### Exercise description
Locate the line that contains "In this exercise you will mark each instance of the person". Retype it and every line after it to the end of the records, exactly, but not the pictures.

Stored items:
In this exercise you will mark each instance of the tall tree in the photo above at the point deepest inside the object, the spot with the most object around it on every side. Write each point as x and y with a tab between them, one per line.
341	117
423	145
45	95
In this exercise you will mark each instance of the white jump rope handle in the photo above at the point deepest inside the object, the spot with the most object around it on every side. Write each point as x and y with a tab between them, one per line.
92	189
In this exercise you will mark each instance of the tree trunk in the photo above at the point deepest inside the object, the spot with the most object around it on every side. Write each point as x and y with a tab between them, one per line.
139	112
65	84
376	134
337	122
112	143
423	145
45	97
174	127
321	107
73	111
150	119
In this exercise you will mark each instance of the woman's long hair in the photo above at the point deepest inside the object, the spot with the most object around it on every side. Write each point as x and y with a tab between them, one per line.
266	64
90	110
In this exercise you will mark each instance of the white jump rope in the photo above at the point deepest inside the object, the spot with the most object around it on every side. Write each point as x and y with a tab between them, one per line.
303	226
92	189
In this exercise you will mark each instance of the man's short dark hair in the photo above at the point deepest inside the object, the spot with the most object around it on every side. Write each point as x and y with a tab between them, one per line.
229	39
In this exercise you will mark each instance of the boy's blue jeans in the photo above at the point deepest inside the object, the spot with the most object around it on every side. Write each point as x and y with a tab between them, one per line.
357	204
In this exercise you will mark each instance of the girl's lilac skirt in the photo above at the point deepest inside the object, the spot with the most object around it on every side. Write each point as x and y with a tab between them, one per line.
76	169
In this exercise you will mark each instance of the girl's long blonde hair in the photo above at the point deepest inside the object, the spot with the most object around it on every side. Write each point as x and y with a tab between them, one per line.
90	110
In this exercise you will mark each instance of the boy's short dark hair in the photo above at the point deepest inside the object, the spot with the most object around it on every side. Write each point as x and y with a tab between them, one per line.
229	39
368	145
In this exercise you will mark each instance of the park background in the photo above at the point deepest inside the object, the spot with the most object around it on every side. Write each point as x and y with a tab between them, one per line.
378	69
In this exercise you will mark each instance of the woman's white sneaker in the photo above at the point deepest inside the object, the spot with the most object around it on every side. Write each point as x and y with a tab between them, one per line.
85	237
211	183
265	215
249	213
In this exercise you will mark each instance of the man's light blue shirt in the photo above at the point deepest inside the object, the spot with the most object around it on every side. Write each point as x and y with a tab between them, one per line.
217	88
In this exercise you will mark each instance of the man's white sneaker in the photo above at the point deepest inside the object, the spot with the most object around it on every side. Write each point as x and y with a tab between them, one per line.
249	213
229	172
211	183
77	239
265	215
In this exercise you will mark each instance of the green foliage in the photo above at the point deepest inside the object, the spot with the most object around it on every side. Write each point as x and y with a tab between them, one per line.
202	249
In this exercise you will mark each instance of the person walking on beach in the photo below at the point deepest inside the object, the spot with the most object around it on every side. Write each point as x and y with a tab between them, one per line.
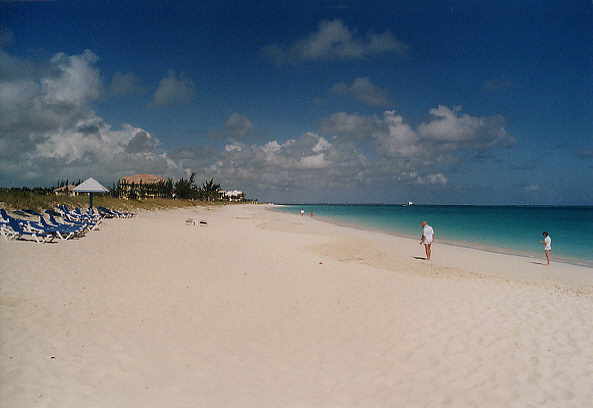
547	245
427	238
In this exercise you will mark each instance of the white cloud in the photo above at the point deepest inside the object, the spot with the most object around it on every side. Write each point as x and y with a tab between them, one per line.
447	134
334	40
364	90
437	178
173	89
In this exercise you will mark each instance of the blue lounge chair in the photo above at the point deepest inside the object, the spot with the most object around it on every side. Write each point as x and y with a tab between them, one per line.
14	230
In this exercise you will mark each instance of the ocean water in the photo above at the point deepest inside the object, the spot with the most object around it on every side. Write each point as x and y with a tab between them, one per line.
506	229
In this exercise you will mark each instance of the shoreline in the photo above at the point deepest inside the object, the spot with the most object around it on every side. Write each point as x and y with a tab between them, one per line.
262	308
587	263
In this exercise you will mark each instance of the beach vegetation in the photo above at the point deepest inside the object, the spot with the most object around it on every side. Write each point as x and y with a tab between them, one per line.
122	197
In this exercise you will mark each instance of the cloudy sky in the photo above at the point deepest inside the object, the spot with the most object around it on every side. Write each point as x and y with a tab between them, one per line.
447	102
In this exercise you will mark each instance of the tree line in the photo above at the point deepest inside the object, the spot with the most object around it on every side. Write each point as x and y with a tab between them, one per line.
184	188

### Solution for this task
In this exercise you will mark each instance of the person walking on beach in the photo below at the point deepest inside the object, the spot with the most object around it on every side. Write each point as x and y with a tab between them, one per line.
547	245
427	238
In this exercise you will mark each instance of the white cloud in the photo above at the point deepest inside the object, the spot with the most object around it on every side. Write each point as x and y with a tab between them, one per line.
447	134
334	40
364	90
437	178
173	89
In this exercise you will mark each instance of the blue lounge chair in the photo above at the point deepest inside the object, the spot with the most object around it on every side. Write each point as x and y with a tab between them, one per line.
14	230
In this exercise you will mark each instance of the ocean water in the photo above at the point deepest inside the object, the spot with the most object around it on every side. Write each point as x and y with a tab between them, one per line.
506	229
In this exercise you will mark each instance of the shoreline in the photo above at the point deepest inside the object, the spot with the most object around it on every side. Write each point as x and y with a tab between them, one per line.
262	308
587	263
In this exercise you will mark each instance of the beach vegetation in the photo above at the point deepest inside the object, the spot with the most object around it on every side. Write each point as x and y with a tab between them, one per line.
122	197
In this exercise you will mark each instance of the cloudy sky in the photo above at the point deepest inside the object, the spot with the most object around it on every side. Write each point as x and y with a tab between them, one per line.
447	102
In this exercise you will mark each instance of the tree line in the photo above at the point deepest inside the object, the spot with the most object around it on every side. Write each point as x and y with a tab between them, one per line.
184	188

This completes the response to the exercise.